Segment Start: THE RECORDS

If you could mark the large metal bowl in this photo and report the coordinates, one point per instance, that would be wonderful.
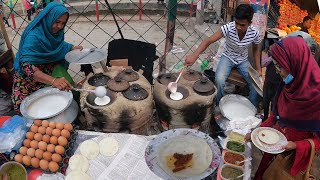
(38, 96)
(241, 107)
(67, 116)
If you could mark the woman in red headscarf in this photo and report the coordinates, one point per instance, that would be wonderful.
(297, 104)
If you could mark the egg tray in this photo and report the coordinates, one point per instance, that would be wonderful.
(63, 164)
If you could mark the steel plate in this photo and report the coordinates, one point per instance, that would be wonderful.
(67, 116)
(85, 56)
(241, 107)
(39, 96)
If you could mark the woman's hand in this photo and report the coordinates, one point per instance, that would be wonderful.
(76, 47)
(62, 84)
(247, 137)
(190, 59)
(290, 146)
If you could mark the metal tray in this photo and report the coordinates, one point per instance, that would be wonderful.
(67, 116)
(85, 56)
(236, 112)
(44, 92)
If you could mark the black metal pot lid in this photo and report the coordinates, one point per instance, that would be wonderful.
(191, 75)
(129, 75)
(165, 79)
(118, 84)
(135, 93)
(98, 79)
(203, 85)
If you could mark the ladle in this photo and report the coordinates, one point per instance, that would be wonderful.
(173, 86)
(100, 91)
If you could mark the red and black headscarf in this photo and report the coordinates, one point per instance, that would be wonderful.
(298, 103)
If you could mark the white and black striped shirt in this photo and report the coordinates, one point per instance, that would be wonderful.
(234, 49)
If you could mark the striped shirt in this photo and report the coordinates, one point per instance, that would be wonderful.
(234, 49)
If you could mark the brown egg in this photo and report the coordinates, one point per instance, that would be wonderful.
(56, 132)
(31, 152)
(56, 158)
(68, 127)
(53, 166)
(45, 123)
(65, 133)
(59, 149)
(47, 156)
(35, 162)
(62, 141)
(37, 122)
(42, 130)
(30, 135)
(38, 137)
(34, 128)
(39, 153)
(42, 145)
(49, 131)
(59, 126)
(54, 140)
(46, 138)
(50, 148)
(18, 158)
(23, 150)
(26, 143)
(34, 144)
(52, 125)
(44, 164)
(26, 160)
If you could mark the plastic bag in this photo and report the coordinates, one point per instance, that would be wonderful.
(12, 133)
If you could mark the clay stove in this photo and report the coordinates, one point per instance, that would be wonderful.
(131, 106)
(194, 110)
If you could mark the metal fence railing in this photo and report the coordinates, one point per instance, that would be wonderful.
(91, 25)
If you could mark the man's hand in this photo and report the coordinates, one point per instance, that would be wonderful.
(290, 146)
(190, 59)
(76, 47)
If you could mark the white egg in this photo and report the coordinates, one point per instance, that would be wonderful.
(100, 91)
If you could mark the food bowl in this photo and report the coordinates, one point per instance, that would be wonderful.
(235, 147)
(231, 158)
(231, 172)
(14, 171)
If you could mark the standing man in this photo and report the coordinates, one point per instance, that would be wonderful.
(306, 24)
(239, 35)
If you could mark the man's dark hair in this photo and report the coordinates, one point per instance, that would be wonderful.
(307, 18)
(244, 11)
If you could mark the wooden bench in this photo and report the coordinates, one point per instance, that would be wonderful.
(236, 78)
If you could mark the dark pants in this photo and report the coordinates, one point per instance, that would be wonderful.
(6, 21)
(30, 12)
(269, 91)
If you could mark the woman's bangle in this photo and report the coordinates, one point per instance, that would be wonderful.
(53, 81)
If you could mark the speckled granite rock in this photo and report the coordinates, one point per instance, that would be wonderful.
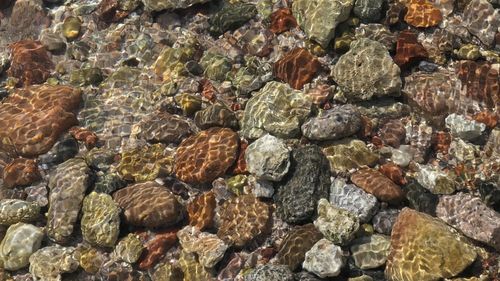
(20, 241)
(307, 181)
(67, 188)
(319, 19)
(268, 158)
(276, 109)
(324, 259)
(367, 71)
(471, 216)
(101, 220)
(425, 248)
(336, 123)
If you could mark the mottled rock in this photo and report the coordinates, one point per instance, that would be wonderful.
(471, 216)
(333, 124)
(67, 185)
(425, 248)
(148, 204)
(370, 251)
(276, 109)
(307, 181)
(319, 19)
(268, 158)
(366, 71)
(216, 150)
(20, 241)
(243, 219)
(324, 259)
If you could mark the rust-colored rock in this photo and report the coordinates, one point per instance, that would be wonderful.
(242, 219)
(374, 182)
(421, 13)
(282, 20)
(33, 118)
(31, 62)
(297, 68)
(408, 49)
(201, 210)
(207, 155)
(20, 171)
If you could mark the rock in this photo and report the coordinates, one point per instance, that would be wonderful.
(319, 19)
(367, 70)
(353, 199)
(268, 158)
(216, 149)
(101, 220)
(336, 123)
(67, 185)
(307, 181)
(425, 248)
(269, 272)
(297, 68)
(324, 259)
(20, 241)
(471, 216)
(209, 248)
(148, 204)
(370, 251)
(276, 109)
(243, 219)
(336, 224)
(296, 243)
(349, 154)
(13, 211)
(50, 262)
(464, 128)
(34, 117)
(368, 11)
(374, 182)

Segment End: THE RECORDS

**WHAT IS EXPECTED**: Each record must be quoted in full and exactly. Do not include the pictures.

**WRITTEN ANSWER**:
If you could mark the large metal bowl in this photo and report the coordinates, one point per instance, that would be wonderful.
(38, 96)
(241, 107)
(67, 116)
If you could mark the woman in red headscarf in this photo and report the coordinates, one point per instance, that would be wonderful.
(297, 104)
If you could mark the egg tray in this photo and report the coordinates, one point per instance, that would be wonderful.
(63, 164)
If you could mark the steel plate in this photo and report the coordinates, one point per instance, that would be wonderful.
(67, 116)
(85, 56)
(241, 107)
(39, 96)
If you could mark the woman's hand in this photo and report the coordinates, one point per instance, that would be wonderful.
(76, 47)
(62, 84)
(247, 137)
(190, 59)
(290, 146)
If you could mark the metal tray in this photo and report the coordinates, one point per instance, that would be wonderful.
(67, 116)
(85, 56)
(236, 112)
(44, 92)
If you could mark the black metal pot lid in this photo and report the coordinates, one point per instance, that would be wonderful.
(191, 75)
(129, 75)
(165, 79)
(118, 84)
(135, 93)
(98, 79)
(203, 85)
If you could mark the ladle in this photo and report the coordinates, one point per instance, that would be wonderful.
(173, 86)
(100, 91)
If you could mark the red and black headscarf in this photo and report the coordinates, one point per instance, that would be wonderful.
(298, 103)
If you could mark the white and black striped shirt in this photo and report the coordinates, one point per instance, that would be wonderful.
(234, 49)
If you could mark the striped shirt in this photo and report the coordinates, one point per instance, that would be wonderful.
(234, 49)
If you could mark the brown egg in this photo and report the coordinates, one point per instance, that would be wonderful.
(56, 132)
(31, 152)
(56, 158)
(68, 127)
(53, 166)
(45, 123)
(65, 133)
(59, 149)
(47, 156)
(35, 162)
(62, 141)
(37, 122)
(42, 130)
(30, 135)
(38, 137)
(34, 128)
(39, 153)
(42, 145)
(49, 131)
(59, 126)
(54, 140)
(46, 138)
(50, 148)
(18, 158)
(23, 150)
(26, 143)
(34, 144)
(52, 125)
(44, 164)
(26, 160)
If you could mark the plastic bag in this photo and report the coordinates, one point per instance, that would be wonderful.
(12, 133)
If you could mark the clay stove in this photo and report the coordinates, one point per instance, that would be wonderful.
(131, 106)
(194, 110)
If you could mark the metal fence railing in this photo and report the coordinates, one point per instance, that would be wonderful.
(91, 25)
If you could mark the man's hand in this photo and report the coordinates, one point per instance, that would be wonderful.
(290, 146)
(190, 59)
(76, 47)
If you could mark the white egg in this photo and report the coordinates, one point per instance, that would be wonderful.
(100, 91)
If you could mark the food bowl in this photo and report the coordinates, one point per instance, that would be wonderful.
(235, 147)
(231, 158)
(231, 172)
(14, 171)
If you could mark the standing man in this photo and report the coordinates, one point per instance, that would be wonderful.
(306, 24)
(239, 35)
If you could mark the man's dark hair in this photo and report the coordinates, one point per instance, that would be wonderful.
(307, 18)
(244, 11)
If you could mark the wooden bench in this photo and report the coordinates, one point per instance, that would be wonderful.
(236, 78)
If you could mark the dark pants in this photo and report the coordinates, one point per instance, that would be wonderful.
(6, 21)
(30, 12)
(269, 91)
If you could mark the woman's bangle in this photo and report the coordinates, one point per instance, that would be wonderful.
(53, 81)
If you could mark the speckled granite rock in this photo and report the coordinates, one point per instance, that would be wonderful.
(20, 241)
(307, 181)
(67, 188)
(319, 19)
(268, 158)
(276, 109)
(324, 259)
(367, 71)
(471, 216)
(101, 220)
(425, 248)
(336, 123)
If you could mark the mottled rock in this photo and report the coordinates, one point per instance, that would be wonderful.
(471, 216)
(333, 124)
(67, 185)
(425, 248)
(148, 204)
(370, 251)
(276, 109)
(307, 181)
(319, 19)
(268, 158)
(366, 71)
(216, 150)
(20, 241)
(243, 219)
(324, 259)
If you could mark the rust-colored rock in this photo and report the coordinates, one point per instance, that would be wonderful.
(242, 219)
(374, 182)
(421, 13)
(282, 20)
(33, 118)
(31, 62)
(297, 68)
(408, 49)
(201, 210)
(207, 155)
(20, 171)
If you could mark the rock in this photo and report the coordinates, one point per instance, that would be wonderful.
(319, 19)
(367, 70)
(353, 199)
(268, 158)
(216, 149)
(101, 220)
(336, 123)
(67, 185)
(307, 181)
(425, 248)
(269, 272)
(297, 68)
(324, 259)
(20, 241)
(471, 216)
(209, 248)
(148, 204)
(370, 251)
(276, 109)
(243, 219)
(336, 224)
(296, 243)
(349, 154)
(13, 211)
(50, 262)
(464, 128)
(34, 117)
(368, 11)
(374, 182)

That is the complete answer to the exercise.